[Extrait de page]:
+++

Trois paramètres principaux peuvent être manipulés pour obtenir la rhéologie souhaitée.

La réticulation : Cette étape de fabrication du gel a pour but initial d’augmenter sa durée de vie in vivo. En effet, nous avons vu plus haut que l’acide hyaluronique endogène était une molécule très fragile avec une demie-vie faible. Pour l’augmenter, la réaction de réticulation permet de rapprocher les chaines d’AH les unes des autres. Pour ce faire, il est nécessaire d’utiliser une molécule réactive, capable de créer des liaisons covalentes entre 2 molécules d’AH. L’écrasante majorité des produits disponibles sur le marché utilisent le 1,4-butanediol diglycidyl ether (BDDE) pour cette réaction.

Il est aussi possible d’utiliser d’autres molécules, mais celles-ci doivent nécessairement présenter une forte activité chimique pour pouvoir réagir avec l’AH. C’est par exemple le cas du polyethylene glycol (PEG) qui dont être fonctionnalisé pour devenir du PEGDE (polyethylene glycol diglycidyl ether) avant d’être utilisé (Zerbinati et al, 2021). Lorsque la réticulation est effectuée, l’espace entre les molécules d’AH devient faible au point de gêner l’accès des hyaluronidases endogènes.  Mais ces modifications tridimensionnelles ont aussi un très fort impact sur la rhéologie.  En effet, la taille des mailles du réseau créé diminue au fur et à mesure que le taux de réticulation augmente. L’élasticité et la viscosité sont alors fortement augmentées.

La concentration : Lorsque l’AH se trouve en solution aqueuse à pH physiologique, les groupements carboxyle sont dissociés et le polymère porte alors un très grand nombre de charges négatives. Par conséquent, il est capable d’attirer la plupart des cations osmotiquement actifs (Sodium, potassium, calcium…), mais aussi les molécules d’eau.

Ainsi, l’AH peut fixer via des liaisons faibles plus de 1000 fois le poids en eau de la chaine d’AH considérée (Khabarov et al, 2015). A cause de cette propriété, les chaines d’AH occupent un volume extrêmement large et sont capables de former des gels, même à faible concentration. Si cette concentration augmente, alors la viscosité de la solution augmente, notamment grâce à la formation d’un réseau tridimensionnel basé sur la formation de liaisons électrostatiques faibles. Il s’agit donc d’un moyen simple pour agir sur la rhéologie des gels. C’est donc aussi un facteur qui augmentera l’hygroscopie du gel considéré.

Le poids moléculaire des molécules d’AH : Là encore, ce paramètre va influer sur la densité du réseau formant le gel. Plus la taille des chaines d’AH est grande, plus leur repliement est important, provoquant la encore une augmentation drastique de la viscosité.

+++

[Consignes de travail]:
1. Résumez en deux phrases l'extrait de page sur les paramètres de rhéologie des gels d'acide hyaluronique.
2. D'après l'extrait de page, quelle molécule l'écrasante majorité des produits du marché emploie-t-elle pour la réaction de réticulation ?
3. Poursuivez l'extrait de page sur la rhéologie des gels d'acide hyaluronique après sa dernière phrase.

+++

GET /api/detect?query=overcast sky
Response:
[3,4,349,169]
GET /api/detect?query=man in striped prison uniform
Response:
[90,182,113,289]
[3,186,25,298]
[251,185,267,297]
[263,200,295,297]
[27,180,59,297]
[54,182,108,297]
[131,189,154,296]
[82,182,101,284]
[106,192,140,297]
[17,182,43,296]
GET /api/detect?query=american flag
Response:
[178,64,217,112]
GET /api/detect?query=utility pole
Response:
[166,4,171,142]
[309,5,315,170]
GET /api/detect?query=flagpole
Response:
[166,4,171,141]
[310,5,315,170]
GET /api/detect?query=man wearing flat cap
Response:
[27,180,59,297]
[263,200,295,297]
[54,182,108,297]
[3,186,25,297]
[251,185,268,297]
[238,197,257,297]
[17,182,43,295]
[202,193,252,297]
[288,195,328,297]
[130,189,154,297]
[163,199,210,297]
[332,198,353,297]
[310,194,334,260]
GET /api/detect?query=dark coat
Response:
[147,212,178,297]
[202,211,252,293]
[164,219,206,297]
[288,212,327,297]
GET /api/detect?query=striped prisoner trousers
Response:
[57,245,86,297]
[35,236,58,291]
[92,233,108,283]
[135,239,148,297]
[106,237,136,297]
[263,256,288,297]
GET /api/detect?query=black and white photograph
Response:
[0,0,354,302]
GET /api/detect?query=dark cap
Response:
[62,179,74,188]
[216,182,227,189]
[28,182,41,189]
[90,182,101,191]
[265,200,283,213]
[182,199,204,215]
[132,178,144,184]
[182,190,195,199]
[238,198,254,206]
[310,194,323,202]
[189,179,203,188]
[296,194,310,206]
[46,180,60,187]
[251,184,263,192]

+++

[Réponses attendues]:
1. Trois paramètres permettent d'obtenir la rhéologie souhaitée d'un gel d'acide hyaluronique : la réticulation, la concentration et le poids moléculaire des molécules d'AH. La réticulation, le plus souvent faite avec le BDDE, vise à prolonger la durée de vie du gel in vivo et augmente fortement son élasticité et sa viscosité, tandis qu'une concentration plus élevée et des chaînes plus longues accroissent aussi la viscosité.

2. Le 1,4-butanediol diglycidyl ether (BDDE).

3.
Les fabricants de gels doivent donc maitriser finement les effets différentiels de ces trois paramètres.  Par exemple, il est possible qu’une contrainte particulière impose de baisser ou d’augmenter l’un de ces facteurs (la concentration par exemple, de façon modifier l’hygroscopie), mais il sera alors largement possible de maintenir le comportement rhéologique initial en jouant sur les deux autres paramètres. C’est la raison pour laquelle il n’est pas possible de se baser sur la seule valeur de concentration pour prévoir le comportement d’un gel et pour conclure par exemple que celui-ci est très volumateur et est adapté au tissu graisseux.

Conclusion

L’acide hyaluronique est donc une molécule endogène indispensable aux matrices extracellulaires et aux propriétés remarquables qui sont exploitées par l’organisme dans des compartiments bien précis (humeur vitrée, cavité articulaire…).

C’est aussi une molécule biologiquement active impliquée dans de nombreux processus de « signaling ». Elle est extrêmement conservée à travers les espèces, ce qui nous a permis de développer des applications humaines à partir de systèmes de production bactériens, donc fiables et reproductibles.

Parmi ces utilisations, la médecine esthétique est en pointe, puisque c’est dans cette spécialité que les challenges pour les fabricants sont les plus demandants.  En effet, les tissus injectés sont histologiquement très divers, le niveau de complexité anatomique et physiologique de la face est important, et la tolérance aux effets secondaires très réduite.

Ainsi, le comportement rhéologique des gels a dû être approfondi et raffiné par les fabricants pour constamment tendre vers la meilleure bio-intégration possible tout en visant la meilleure performance clinique possible.